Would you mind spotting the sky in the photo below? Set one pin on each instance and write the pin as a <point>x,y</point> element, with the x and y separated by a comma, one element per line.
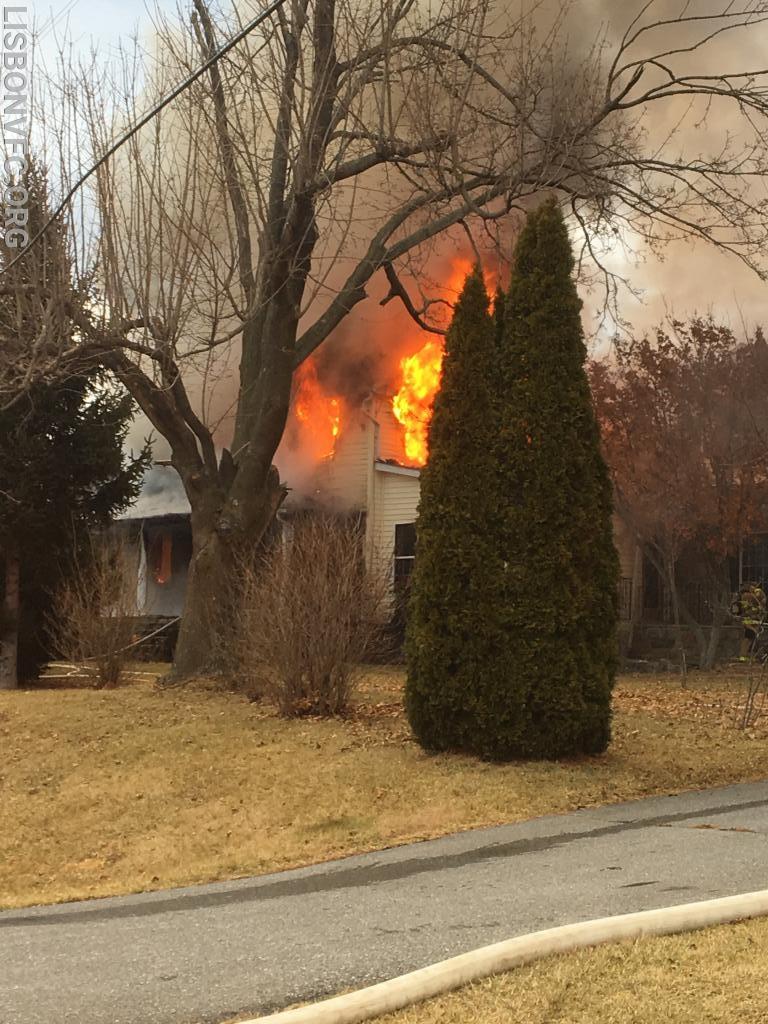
<point>103,22</point>
<point>689,280</point>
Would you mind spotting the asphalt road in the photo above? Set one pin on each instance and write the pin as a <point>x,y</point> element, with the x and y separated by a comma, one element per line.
<point>210,952</point>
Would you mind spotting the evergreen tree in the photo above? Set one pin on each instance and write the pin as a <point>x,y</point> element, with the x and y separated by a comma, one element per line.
<point>511,643</point>
<point>454,626</point>
<point>62,468</point>
<point>549,696</point>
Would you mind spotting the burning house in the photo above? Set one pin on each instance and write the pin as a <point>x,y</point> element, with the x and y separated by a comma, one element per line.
<point>354,444</point>
<point>366,471</point>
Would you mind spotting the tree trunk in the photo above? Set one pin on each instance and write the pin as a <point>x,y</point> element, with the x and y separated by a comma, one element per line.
<point>208,588</point>
<point>220,532</point>
<point>9,637</point>
<point>675,599</point>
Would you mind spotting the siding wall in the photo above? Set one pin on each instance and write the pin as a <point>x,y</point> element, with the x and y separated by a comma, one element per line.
<point>343,479</point>
<point>396,501</point>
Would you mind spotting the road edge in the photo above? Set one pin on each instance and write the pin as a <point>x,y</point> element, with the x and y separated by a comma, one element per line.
<point>501,956</point>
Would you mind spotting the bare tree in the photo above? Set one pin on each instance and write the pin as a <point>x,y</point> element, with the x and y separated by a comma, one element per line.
<point>340,142</point>
<point>685,433</point>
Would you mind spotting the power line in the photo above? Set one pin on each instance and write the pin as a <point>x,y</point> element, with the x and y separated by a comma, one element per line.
<point>190,80</point>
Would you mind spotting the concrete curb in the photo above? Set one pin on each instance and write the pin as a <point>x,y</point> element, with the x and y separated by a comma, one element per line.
<point>451,974</point>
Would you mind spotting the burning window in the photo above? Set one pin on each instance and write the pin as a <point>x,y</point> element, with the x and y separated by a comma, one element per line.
<point>161,555</point>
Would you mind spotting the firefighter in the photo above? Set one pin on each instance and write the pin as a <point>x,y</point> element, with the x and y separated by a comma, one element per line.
<point>750,606</point>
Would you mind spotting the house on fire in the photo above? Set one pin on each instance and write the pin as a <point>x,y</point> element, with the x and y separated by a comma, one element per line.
<point>365,475</point>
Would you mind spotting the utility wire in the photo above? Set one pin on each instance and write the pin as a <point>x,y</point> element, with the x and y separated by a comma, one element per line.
<point>190,80</point>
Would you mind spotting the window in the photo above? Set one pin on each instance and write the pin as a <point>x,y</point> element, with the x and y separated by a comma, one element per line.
<point>404,553</point>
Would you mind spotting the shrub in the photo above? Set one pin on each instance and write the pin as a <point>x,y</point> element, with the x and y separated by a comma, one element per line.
<point>549,692</point>
<point>90,624</point>
<point>455,625</point>
<point>308,612</point>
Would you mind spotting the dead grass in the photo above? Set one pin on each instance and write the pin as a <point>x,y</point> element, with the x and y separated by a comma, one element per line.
<point>137,788</point>
<point>713,976</point>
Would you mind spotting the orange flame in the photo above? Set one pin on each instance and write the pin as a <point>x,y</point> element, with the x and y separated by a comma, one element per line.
<point>420,376</point>
<point>318,415</point>
<point>413,403</point>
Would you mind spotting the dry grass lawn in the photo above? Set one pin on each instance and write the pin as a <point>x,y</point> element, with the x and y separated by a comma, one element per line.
<point>142,787</point>
<point>699,978</point>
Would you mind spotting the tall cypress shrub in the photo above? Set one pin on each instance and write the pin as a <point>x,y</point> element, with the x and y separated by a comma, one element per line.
<point>454,625</point>
<point>550,695</point>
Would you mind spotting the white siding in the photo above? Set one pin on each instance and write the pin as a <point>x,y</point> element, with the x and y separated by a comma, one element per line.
<point>396,500</point>
<point>343,479</point>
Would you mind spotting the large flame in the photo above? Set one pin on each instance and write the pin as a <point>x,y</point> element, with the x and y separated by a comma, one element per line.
<point>318,415</point>
<point>420,375</point>
<point>413,403</point>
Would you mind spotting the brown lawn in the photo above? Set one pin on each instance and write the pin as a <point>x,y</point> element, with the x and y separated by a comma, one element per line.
<point>144,787</point>
<point>713,977</point>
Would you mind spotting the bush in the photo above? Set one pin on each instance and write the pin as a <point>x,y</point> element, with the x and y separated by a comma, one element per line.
<point>308,612</point>
<point>549,693</point>
<point>90,624</point>
<point>512,630</point>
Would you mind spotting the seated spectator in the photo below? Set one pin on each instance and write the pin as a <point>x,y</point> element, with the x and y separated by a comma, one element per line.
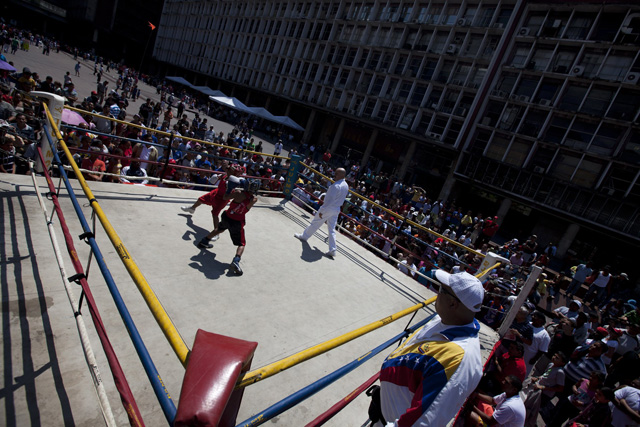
<point>544,388</point>
<point>625,407</point>
<point>598,412</point>
<point>94,164</point>
<point>504,409</point>
<point>580,396</point>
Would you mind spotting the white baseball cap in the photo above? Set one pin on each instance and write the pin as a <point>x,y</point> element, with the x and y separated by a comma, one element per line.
<point>467,288</point>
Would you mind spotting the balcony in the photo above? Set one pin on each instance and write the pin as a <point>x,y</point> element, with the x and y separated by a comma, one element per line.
<point>581,204</point>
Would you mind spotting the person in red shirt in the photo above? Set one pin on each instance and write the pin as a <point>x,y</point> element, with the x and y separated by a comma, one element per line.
<point>94,164</point>
<point>215,198</point>
<point>233,219</point>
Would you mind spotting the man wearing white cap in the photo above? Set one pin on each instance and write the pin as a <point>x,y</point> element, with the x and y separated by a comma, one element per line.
<point>426,380</point>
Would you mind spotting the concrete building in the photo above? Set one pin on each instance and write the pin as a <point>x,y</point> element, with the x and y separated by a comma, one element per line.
<point>525,108</point>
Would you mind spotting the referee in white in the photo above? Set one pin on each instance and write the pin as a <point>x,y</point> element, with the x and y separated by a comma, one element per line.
<point>329,211</point>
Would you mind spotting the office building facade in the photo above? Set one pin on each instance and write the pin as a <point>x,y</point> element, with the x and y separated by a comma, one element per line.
<point>527,108</point>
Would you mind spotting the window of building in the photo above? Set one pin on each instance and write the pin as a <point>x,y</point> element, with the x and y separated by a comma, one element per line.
<point>507,83</point>
<point>473,45</point>
<point>461,72</point>
<point>439,124</point>
<point>591,62</point>
<point>435,14</point>
<point>412,39</point>
<point>386,62</point>
<point>532,124</point>
<point>557,129</point>
<point>563,60</point>
<point>555,23</point>
<point>564,166</point>
<point>490,47</point>
<point>368,108</point>
<point>405,88</point>
<point>541,58</point>
<point>607,26</point>
<point>445,72</point>
<point>573,97</point>
<point>588,172</point>
<point>518,152</point>
<point>606,139</point>
<point>616,66</point>
<point>396,38</point>
<point>625,106</point>
<point>428,70</point>
<point>580,25</point>
<point>434,99</point>
<point>394,114</point>
<point>439,42</point>
<point>377,86</point>
<point>497,147</point>
<point>407,119</point>
<point>422,13</point>
<point>547,91</point>
<point>580,134</point>
<point>534,22</point>
<point>382,112</point>
<point>451,14</point>
<point>418,95</point>
<point>598,101</point>
<point>424,40</point>
<point>405,14</point>
<point>391,88</point>
<point>526,87</point>
<point>425,122</point>
<point>521,55</point>
<point>414,65</point>
<point>374,58</point>
<point>504,15</point>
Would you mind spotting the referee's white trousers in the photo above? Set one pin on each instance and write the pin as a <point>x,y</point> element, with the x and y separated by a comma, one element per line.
<point>331,218</point>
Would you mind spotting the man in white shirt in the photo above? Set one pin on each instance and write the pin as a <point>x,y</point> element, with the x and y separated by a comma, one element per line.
<point>329,212</point>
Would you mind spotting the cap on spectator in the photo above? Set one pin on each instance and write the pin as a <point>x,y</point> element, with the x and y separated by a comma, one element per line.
<point>467,288</point>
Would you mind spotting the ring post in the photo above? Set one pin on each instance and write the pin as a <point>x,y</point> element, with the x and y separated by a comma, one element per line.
<point>292,176</point>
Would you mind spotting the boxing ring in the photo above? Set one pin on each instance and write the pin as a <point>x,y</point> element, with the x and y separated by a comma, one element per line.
<point>216,368</point>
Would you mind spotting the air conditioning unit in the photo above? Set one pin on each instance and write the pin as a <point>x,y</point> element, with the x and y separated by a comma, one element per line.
<point>632,78</point>
<point>578,70</point>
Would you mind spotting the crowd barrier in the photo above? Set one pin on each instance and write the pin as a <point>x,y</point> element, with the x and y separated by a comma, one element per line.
<point>172,335</point>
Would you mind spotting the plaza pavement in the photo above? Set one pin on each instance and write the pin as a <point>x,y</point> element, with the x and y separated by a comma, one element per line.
<point>290,298</point>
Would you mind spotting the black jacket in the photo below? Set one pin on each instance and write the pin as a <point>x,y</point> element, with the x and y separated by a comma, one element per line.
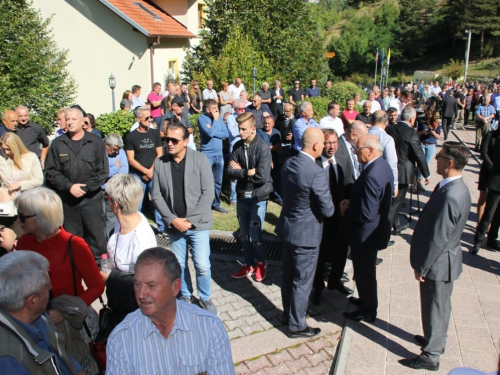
<point>409,150</point>
<point>259,157</point>
<point>64,168</point>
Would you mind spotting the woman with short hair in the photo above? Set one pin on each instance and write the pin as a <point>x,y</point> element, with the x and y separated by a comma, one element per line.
<point>132,236</point>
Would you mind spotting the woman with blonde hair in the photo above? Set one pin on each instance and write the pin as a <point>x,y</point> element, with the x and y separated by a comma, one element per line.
<point>20,170</point>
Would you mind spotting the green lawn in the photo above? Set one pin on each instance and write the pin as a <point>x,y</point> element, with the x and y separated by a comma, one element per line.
<point>229,222</point>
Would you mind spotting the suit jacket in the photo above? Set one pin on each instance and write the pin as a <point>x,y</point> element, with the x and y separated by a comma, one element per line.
<point>449,107</point>
<point>409,150</point>
<point>436,251</point>
<point>367,219</point>
<point>198,189</point>
<point>307,201</point>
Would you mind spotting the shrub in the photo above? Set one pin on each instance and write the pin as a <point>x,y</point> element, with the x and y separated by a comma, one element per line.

════════════════════

WHAT IS ASKED:
Can you format the part of the listing that opens with the line containing "Would you mind spotting the evergreen" and closes with the line containing "<point>685,433</point>", both included, as a Markdown table with columns named Row and Entry? Number each line under Row and skip any blank lines.

WORKED ANSWER:
| Row | Entry |
|---|---|
| 1 | Would you mind spotting the evergreen tree in the photo above? Set one pin on each instance and write the pin as a <point>x,y</point> element, with the x and y separated by a comma, one element per line. |
| 2 | <point>511,643</point> |
| 3 | <point>454,626</point> |
| 4 | <point>62,468</point> |
| 5 | <point>549,696</point> |
| 6 | Would you mind spotting the burning house in the photo above? Set one pin on each instance and write the pin as a <point>x,y</point> element, with the x and y separated by a comma, one element per line. |
| 7 | <point>354,444</point> |
| 8 | <point>366,471</point> |
| 9 | Would you mind spotting the tree trunk in the photo above? Set one pin on each instance and write the pin as a <point>x,y</point> element, with the x and y separated by a comma, one element per line. |
| 10 | <point>208,588</point> |
| 11 | <point>220,532</point> |
| 12 | <point>9,637</point> |
| 13 | <point>675,599</point> |
| 14 | Would you mind spotting the siding wall in the photo above? Set one pin on each instance and write the pin as a <point>x,y</point> element, with the x and y separated by a comma, one element per line. |
| 15 | <point>343,479</point> |
| 16 | <point>396,501</point> |
| 17 | Would you mind spotting the road edge in the photo above? Set one pin on each instance and write the pin as a <point>x,y</point> element, with the x and y separated by a comma, one element per line. |
| 18 | <point>501,956</point> |
| 19 | Would you mind spotting the bare tree in the photo above? Set one pin on each instance and write the pin as a <point>x,y</point> element, with the x and y separated by a comma, one element per line. |
| 20 | <point>340,142</point> |
| 21 | <point>685,433</point> |